(Dataset rows on where objects appear)
++++++++++++++++++++

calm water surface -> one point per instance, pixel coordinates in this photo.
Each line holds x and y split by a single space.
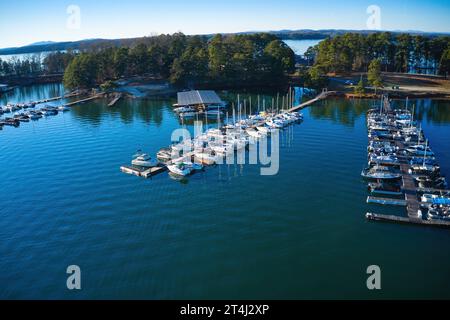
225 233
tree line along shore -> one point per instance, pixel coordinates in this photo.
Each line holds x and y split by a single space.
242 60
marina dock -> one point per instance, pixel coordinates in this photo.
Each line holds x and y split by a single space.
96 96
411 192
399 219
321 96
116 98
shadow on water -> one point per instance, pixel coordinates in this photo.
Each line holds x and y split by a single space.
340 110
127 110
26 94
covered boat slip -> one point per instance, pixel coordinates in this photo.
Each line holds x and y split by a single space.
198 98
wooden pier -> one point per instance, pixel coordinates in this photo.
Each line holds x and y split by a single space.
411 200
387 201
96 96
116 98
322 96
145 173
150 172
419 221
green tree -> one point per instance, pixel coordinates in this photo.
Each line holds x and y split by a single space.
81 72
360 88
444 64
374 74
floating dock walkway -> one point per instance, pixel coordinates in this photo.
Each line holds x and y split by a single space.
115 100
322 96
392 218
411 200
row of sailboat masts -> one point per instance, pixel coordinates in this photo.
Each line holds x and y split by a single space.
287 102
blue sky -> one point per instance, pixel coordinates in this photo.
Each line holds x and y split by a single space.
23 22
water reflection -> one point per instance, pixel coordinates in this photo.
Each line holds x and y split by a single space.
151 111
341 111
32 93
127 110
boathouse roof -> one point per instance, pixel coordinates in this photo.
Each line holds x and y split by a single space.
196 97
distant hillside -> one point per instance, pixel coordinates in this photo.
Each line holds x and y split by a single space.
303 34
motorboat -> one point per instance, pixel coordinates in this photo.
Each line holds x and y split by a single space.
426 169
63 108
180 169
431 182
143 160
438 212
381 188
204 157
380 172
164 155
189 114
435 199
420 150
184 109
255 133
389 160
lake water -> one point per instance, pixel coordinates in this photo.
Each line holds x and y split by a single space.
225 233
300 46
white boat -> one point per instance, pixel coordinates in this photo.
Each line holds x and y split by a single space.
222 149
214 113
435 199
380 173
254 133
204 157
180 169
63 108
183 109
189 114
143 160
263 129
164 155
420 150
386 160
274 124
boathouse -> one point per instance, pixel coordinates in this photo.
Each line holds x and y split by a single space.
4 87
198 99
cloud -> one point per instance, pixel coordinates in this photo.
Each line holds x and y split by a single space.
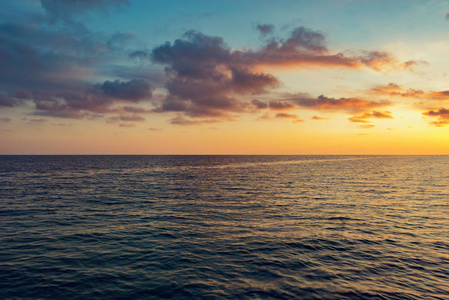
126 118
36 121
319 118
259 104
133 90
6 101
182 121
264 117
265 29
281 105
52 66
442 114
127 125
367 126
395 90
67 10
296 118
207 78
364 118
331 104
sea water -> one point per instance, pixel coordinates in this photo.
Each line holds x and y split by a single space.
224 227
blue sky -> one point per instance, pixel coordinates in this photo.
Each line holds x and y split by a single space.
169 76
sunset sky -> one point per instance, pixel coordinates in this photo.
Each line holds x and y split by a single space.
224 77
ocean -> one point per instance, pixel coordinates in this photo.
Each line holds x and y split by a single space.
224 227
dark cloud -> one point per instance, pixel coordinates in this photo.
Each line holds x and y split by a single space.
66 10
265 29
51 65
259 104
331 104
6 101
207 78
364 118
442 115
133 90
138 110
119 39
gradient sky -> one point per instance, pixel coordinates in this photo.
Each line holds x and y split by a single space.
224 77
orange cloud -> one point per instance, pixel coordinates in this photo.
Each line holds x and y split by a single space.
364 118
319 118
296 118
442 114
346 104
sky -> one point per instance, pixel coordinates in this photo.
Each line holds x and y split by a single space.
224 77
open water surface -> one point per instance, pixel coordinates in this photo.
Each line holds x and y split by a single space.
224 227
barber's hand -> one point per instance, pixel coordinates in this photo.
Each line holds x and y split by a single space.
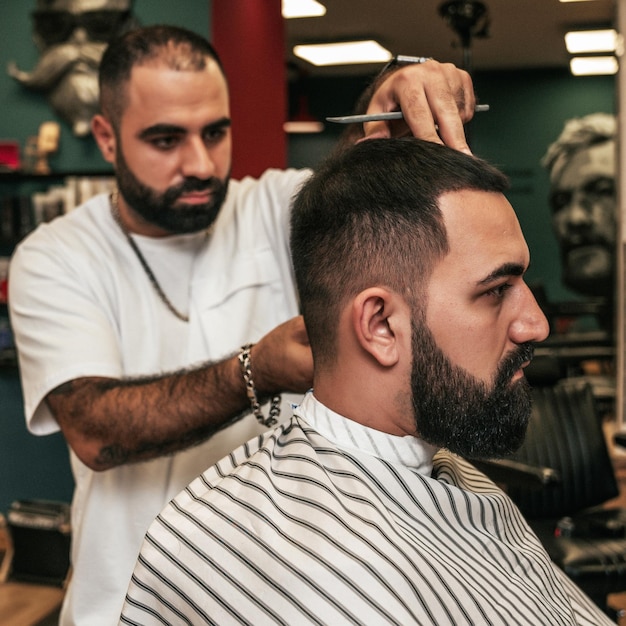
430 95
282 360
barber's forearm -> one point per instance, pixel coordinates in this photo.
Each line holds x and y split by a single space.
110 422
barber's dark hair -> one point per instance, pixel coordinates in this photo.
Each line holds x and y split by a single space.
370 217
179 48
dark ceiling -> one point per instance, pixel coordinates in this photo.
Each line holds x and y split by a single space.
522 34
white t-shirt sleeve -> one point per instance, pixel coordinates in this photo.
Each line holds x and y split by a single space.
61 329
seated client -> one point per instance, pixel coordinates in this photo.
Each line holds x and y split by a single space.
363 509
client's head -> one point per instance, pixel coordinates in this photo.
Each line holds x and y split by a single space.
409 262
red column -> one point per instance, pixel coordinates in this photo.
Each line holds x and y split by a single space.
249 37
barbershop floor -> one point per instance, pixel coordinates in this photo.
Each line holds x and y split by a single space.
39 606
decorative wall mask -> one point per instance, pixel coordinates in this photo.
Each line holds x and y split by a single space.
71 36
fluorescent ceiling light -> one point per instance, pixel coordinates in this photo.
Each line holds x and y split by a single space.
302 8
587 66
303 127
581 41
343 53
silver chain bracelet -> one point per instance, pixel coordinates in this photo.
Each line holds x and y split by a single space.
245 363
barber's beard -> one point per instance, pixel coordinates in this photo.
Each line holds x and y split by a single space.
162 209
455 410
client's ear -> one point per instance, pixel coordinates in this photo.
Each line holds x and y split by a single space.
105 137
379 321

++++++++++++++++++++

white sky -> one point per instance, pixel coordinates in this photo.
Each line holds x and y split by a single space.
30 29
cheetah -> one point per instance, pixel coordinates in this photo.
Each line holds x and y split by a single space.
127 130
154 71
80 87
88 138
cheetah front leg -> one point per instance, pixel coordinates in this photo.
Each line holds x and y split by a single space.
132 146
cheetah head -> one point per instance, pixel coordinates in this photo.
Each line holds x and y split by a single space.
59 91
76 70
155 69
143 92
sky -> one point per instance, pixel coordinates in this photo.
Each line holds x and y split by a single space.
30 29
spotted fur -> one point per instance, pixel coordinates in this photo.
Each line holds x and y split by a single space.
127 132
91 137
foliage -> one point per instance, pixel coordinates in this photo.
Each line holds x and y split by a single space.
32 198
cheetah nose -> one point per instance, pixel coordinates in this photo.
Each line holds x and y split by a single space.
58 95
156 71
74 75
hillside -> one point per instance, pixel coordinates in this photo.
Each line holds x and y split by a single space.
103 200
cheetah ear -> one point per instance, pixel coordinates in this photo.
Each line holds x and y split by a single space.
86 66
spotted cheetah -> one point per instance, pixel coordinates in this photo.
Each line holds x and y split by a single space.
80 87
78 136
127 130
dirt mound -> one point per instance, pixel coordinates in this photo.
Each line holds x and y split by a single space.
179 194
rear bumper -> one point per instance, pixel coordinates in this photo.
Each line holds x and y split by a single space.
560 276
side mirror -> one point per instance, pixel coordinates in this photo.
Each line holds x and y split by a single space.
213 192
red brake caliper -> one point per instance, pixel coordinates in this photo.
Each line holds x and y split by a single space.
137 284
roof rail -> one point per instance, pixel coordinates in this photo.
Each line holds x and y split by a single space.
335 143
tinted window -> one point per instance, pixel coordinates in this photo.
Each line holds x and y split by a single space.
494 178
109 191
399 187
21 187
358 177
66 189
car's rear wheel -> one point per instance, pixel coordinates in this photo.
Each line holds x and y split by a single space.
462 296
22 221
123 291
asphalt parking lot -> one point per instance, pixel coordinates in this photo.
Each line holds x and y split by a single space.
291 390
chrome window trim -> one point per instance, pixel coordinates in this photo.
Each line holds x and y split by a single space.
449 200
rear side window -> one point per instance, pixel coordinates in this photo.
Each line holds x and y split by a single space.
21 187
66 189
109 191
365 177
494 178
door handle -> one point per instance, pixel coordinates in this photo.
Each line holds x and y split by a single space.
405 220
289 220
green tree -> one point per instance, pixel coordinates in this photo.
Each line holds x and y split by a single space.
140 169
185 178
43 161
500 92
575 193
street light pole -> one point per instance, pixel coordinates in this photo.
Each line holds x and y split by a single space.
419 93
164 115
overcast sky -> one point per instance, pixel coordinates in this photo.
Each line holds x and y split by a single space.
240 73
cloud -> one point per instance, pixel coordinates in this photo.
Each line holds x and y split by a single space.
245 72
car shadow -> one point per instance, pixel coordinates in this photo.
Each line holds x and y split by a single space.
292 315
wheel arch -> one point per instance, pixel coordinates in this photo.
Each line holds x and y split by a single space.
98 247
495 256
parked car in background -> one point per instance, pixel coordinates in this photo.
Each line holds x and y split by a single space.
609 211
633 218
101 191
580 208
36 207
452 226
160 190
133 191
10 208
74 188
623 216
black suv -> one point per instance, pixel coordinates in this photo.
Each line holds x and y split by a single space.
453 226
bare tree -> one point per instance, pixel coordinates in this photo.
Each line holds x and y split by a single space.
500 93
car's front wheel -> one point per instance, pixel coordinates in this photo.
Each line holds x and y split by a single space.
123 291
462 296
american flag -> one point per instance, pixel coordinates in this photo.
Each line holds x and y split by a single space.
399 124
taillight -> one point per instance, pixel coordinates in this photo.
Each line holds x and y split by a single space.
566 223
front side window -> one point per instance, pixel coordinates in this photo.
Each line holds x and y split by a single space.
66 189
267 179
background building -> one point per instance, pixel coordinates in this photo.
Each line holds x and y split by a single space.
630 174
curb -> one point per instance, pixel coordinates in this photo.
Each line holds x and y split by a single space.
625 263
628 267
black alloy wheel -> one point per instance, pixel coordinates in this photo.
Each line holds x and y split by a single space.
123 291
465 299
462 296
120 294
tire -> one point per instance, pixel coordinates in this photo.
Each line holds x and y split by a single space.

++++++++++++++++++++

> Task: Count the lines in the data above that contain the word "head", matching case exactly. Give only the number.

> Result: 2